*DESCRIPTION OF THE TASK*
Copy out only the lines from the one with "Locate one point per instance of the door" through the one with "[(169, 425)]", putting "door handle" wherever "door panel" appears and leaving everything else unchanged.

*GIVEN RECORDS*
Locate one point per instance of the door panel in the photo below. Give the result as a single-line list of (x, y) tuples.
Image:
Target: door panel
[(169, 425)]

--

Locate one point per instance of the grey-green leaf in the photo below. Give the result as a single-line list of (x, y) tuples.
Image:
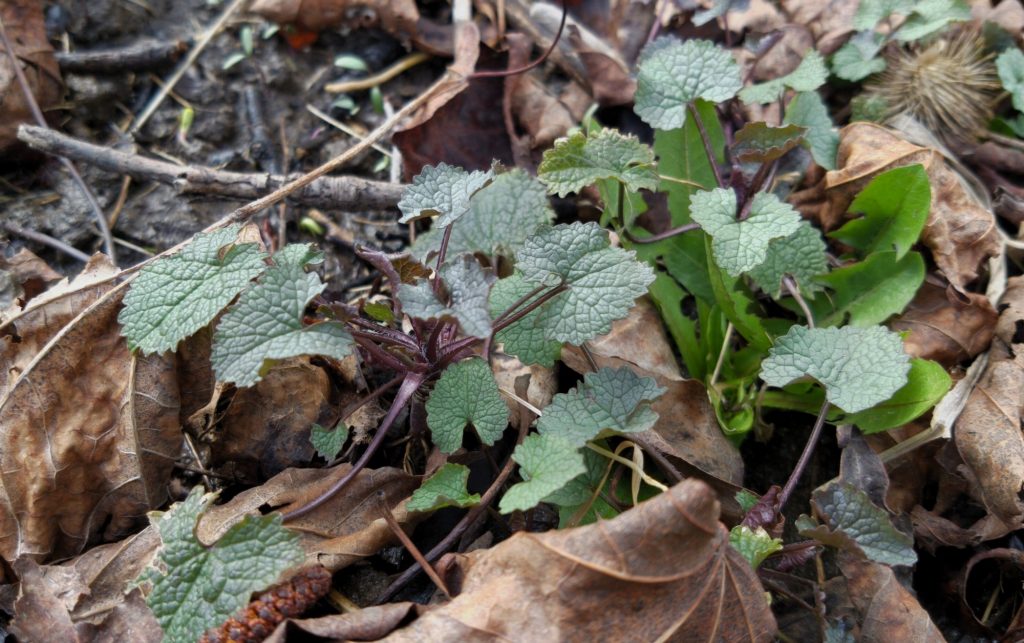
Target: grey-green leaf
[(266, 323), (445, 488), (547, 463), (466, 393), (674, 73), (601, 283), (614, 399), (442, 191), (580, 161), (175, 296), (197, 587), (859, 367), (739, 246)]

...

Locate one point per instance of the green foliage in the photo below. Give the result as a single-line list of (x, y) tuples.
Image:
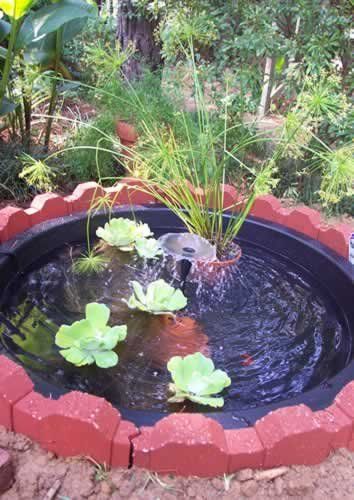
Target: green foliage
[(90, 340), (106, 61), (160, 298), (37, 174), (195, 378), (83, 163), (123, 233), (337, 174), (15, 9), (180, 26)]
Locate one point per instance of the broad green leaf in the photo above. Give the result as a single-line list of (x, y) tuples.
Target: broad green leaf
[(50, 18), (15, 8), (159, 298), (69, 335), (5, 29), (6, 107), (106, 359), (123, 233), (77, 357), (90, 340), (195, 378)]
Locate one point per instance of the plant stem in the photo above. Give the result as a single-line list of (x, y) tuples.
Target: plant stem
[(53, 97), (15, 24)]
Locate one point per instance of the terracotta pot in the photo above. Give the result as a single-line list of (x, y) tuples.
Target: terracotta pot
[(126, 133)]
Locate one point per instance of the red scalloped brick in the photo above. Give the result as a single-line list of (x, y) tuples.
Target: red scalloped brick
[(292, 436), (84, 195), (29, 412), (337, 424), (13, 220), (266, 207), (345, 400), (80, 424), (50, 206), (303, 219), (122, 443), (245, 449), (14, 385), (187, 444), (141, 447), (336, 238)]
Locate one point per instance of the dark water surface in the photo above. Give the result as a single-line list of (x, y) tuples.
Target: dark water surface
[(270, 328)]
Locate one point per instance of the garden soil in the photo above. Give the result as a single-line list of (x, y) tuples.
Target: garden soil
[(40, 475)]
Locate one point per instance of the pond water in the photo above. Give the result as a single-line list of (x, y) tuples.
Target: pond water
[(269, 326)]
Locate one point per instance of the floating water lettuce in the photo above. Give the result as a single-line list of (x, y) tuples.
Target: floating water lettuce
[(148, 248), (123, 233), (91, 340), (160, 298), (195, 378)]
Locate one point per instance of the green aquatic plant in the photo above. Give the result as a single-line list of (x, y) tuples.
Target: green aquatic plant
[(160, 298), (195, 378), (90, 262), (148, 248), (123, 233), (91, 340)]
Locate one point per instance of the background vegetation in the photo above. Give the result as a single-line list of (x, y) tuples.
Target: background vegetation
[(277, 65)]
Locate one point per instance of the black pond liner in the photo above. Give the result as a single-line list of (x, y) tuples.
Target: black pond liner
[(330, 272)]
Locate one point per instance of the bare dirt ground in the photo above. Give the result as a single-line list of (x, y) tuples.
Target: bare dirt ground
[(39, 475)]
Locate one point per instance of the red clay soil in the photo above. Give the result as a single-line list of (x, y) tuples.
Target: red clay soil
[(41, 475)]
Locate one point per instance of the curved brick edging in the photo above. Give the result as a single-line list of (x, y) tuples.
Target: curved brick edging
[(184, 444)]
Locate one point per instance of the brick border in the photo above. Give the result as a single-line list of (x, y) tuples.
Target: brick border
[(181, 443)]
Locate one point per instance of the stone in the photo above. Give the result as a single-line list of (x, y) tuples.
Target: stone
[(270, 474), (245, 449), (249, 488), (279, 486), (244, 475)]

*EXERCISE RESPONSE*
Locate one point per instance of the door handle in the photo below. Give the result as a single-line list of (x, y) tuples.
Image:
Target: door handle
[(169, 425)]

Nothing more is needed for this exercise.